Exercise task: Count how many lines in the material below contain the string "background", and reply with only that number.
● ● ● ● ● ● ●
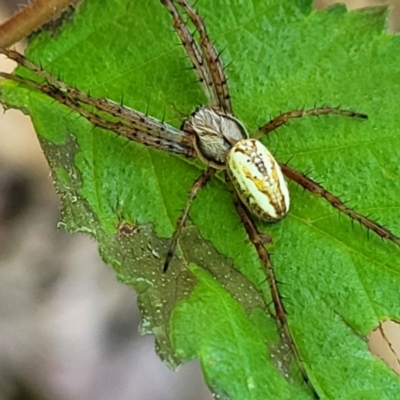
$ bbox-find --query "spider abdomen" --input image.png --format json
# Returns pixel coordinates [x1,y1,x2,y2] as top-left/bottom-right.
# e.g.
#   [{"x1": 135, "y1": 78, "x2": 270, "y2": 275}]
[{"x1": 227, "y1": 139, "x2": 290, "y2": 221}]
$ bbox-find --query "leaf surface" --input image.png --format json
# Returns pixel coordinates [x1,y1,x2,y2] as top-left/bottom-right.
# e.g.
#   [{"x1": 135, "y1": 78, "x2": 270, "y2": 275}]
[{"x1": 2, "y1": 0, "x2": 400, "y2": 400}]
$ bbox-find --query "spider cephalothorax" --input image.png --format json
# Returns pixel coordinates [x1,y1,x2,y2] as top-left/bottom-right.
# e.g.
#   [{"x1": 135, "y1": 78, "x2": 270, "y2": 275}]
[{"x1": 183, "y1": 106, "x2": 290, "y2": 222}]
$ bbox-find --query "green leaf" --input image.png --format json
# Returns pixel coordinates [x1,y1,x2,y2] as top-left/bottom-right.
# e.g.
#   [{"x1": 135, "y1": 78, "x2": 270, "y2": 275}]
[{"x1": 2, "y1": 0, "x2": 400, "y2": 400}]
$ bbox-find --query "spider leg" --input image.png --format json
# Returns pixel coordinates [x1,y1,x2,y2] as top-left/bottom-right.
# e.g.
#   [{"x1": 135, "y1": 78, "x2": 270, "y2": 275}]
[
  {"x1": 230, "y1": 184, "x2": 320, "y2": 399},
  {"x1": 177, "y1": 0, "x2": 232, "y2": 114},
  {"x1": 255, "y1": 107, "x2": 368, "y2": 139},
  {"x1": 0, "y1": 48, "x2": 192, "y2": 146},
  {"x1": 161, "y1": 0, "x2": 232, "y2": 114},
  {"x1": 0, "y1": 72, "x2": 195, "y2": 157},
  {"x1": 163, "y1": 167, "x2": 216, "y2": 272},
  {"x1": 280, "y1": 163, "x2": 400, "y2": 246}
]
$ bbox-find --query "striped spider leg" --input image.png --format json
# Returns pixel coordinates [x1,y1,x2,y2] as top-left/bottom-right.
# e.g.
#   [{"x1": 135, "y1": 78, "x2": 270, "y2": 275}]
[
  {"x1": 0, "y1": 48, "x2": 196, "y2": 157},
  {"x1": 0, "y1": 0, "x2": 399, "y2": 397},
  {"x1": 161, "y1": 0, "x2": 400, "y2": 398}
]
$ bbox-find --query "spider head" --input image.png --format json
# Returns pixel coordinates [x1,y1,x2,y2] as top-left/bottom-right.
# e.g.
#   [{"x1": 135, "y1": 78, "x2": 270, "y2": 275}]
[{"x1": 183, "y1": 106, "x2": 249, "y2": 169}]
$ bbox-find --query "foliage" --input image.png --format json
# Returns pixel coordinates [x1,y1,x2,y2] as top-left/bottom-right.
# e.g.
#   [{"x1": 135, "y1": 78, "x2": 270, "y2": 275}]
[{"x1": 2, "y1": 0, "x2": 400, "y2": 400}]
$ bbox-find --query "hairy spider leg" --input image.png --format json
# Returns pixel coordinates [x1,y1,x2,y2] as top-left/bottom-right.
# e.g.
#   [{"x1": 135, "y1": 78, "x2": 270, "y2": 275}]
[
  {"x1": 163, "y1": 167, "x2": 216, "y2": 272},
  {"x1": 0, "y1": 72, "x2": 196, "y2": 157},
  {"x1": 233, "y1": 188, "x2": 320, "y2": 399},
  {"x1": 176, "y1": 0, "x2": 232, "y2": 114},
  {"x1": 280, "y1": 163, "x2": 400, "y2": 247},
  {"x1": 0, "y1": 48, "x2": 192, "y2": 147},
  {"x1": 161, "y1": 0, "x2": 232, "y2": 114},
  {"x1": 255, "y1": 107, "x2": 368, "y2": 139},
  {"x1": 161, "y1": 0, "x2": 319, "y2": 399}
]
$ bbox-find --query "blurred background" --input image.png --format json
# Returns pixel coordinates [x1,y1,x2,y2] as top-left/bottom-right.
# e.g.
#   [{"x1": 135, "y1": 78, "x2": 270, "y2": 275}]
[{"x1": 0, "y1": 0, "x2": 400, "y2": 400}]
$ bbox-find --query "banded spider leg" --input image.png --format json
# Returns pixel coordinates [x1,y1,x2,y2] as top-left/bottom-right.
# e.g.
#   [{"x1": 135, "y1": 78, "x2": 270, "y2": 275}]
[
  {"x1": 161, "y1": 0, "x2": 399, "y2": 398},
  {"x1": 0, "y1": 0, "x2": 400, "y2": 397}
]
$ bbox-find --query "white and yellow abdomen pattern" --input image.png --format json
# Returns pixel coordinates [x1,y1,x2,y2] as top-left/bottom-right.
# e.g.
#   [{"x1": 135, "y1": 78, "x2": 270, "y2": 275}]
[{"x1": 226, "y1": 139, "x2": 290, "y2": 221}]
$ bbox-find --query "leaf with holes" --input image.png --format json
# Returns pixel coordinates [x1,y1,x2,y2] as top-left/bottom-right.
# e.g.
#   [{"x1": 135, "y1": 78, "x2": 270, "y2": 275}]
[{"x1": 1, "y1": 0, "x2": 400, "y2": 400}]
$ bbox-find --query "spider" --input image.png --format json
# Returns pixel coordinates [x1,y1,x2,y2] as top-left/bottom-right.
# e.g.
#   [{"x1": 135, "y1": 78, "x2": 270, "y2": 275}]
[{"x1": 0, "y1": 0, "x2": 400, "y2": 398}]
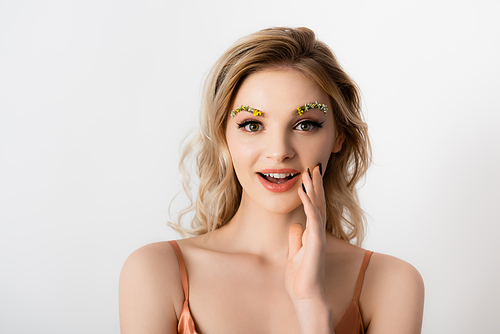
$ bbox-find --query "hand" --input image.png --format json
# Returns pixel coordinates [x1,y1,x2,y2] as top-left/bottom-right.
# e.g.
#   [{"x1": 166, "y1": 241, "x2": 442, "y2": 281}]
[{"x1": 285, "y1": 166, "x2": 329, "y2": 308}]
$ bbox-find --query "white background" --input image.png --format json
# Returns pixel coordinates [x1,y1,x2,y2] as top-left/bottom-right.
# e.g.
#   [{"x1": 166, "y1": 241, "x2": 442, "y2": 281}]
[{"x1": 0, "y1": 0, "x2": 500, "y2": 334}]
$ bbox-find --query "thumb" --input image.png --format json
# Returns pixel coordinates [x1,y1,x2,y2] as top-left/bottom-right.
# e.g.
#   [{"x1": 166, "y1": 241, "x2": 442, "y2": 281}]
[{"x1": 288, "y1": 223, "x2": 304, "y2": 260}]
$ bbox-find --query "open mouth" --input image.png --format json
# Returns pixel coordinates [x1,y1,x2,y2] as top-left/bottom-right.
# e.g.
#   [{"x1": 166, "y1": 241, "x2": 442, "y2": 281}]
● ● ● ● ● ● ●
Expected answer: 2